> _Exercise brief_
Go through all the entries below, switch "Target" to "Object" wherever it occurs, and leave every other word unchanged.

== Data for this exercise ==

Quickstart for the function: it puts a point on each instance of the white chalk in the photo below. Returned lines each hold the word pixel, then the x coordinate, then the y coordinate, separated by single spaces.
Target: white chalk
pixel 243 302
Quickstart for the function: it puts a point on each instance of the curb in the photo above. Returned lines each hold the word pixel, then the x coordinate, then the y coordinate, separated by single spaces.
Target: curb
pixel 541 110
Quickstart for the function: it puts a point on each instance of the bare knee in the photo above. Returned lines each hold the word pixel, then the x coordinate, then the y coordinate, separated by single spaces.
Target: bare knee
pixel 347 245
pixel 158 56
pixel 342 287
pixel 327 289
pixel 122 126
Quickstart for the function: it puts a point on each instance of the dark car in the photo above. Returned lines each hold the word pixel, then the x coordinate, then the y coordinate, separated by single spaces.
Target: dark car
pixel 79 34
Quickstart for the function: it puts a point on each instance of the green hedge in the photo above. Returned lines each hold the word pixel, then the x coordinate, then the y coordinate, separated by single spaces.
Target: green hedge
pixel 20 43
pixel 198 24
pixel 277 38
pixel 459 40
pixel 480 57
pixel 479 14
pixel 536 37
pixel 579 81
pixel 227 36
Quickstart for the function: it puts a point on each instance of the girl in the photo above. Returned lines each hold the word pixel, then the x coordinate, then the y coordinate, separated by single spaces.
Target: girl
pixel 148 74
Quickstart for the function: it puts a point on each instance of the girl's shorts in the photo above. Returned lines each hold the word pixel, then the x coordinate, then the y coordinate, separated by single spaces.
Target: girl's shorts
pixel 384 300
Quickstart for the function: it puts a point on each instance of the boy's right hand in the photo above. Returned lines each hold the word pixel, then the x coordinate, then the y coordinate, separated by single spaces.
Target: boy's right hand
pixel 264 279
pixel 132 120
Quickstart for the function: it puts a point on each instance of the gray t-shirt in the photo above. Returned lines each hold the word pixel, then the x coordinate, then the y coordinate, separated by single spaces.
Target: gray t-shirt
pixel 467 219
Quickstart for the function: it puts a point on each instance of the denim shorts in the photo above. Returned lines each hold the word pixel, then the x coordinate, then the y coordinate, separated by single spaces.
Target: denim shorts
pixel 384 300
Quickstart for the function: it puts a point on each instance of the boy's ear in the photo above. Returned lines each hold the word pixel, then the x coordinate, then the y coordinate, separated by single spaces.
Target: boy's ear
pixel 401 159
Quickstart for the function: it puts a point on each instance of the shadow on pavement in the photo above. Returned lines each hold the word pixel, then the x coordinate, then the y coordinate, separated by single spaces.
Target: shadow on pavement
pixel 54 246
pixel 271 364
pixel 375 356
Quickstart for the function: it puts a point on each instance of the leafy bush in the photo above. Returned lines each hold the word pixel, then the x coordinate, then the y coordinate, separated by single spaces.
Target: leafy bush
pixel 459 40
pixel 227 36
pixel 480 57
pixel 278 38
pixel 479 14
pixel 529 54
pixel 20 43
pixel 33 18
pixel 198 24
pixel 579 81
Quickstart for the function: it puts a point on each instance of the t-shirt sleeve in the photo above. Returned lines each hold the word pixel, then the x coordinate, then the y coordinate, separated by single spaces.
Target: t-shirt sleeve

===

> _Exercise output_
Quickstart for the function: it puts a point on each instance of the white chalk in the photo below. Returned lines each hold the word pixel, then the x coordinate, then the y coordinate, separated by single spaces.
Object: white chalk
pixel 243 302
Quickstart for the function: it puts a point on each instance of the curb in the photo above. Returned lines each hold the word pixel, then the x coordinate, then the y coordinate, separated by single spaces.
Object: curb
pixel 541 110
Quickstart for the function: it puts a point on each instance of the bare knee in the photo above. Returned lines each hold the word pixel, then the x coordinate, then the y coordinate, separated by single spaces.
Object: bare knee
pixel 347 245
pixel 158 56
pixel 342 287
pixel 327 289
pixel 122 126
Quickstart for the function: it puts a point on each instance of the dark car in the photo above. Returned lines each hold the word pixel, then the x coordinate, then the y coordinate, separated by single spaces.
Object: dark car
pixel 79 34
Quickstart for the function: it puts a point on each instance of the green hedge in the photo above. Returned lines each hold the word pixel, then the x coordinate, then the y coordinate, separated by single spaces.
Object: green hedge
pixel 20 43
pixel 198 24
pixel 277 38
pixel 459 40
pixel 480 57
pixel 479 14
pixel 536 37
pixel 579 81
pixel 227 36
Quickstart for the function: it puts a point on each instance of the girl in the photo above. Returned lines each hold the word pixel, then the x coordinate, then the y coordinate, separated by single spaces.
Object: girl
pixel 148 74
Quickstart for the function: it puts a point on each instance of the girl's shorts in the photo above. Returned lines each hold the word pixel, then the x coordinate, then the y coordinate, separated by single spaces.
Object: girl's shorts
pixel 384 300
Quickstart for the function: it puts a point on each instance of the boy's right hand in the photo above. Returned lines each hold the word pixel, then the x coordinate, then the y coordinate, separated by single spaces.
Object: boy's right hand
pixel 264 279
pixel 132 120
Quickstart for the function: it puts a point on each instance of the gray t-shirt in the photo above. Returned lines each hold the word pixel, then the x coordinate, then the y coordinate, separated by single spaces.
Object: gray t-shirt
pixel 467 219
Quickstart for the function: it puts a point on each instance of the denim shorts in the photo above. Returned lines each hold the word pixel, then the x coordinate, then the y coordinate, separated by single spaces.
Object: denim shorts
pixel 384 300
Quickstart for the function: it puts a point on each instance of the boy's ear in the photo above. Returned lines each hold the word pixel, then the x coordinate, then the y coordinate, separated by single spaces.
Object: boy's ear
pixel 401 159
Quickstart for the function: it puts a point on each instance of the shadow on pavement in the photo above. Returned lines each hold the word pixel, then the x coordinate, then the y coordinate, separated by single spaces.
Object: shadow on pavement
pixel 54 246
pixel 271 364
pixel 375 356
Quickstart for the function: it puts a point on each instance of the leafy bush in the photo above. Returned lines each hold the word pixel, then the x coordinate, then the y coordinate, separated by single spaces.
Object: leafy bush
pixel 459 40
pixel 227 36
pixel 480 57
pixel 278 38
pixel 479 14
pixel 529 54
pixel 20 43
pixel 33 18
pixel 198 24
pixel 579 81
Quickstart for the function: it puts a point on each instance of the t-shirt sleeve in the photo above. Returned lines each hold the word pixel, then the x coordinate, then the y coordinate, separated by single spaces.
Object: t-shirt sleeve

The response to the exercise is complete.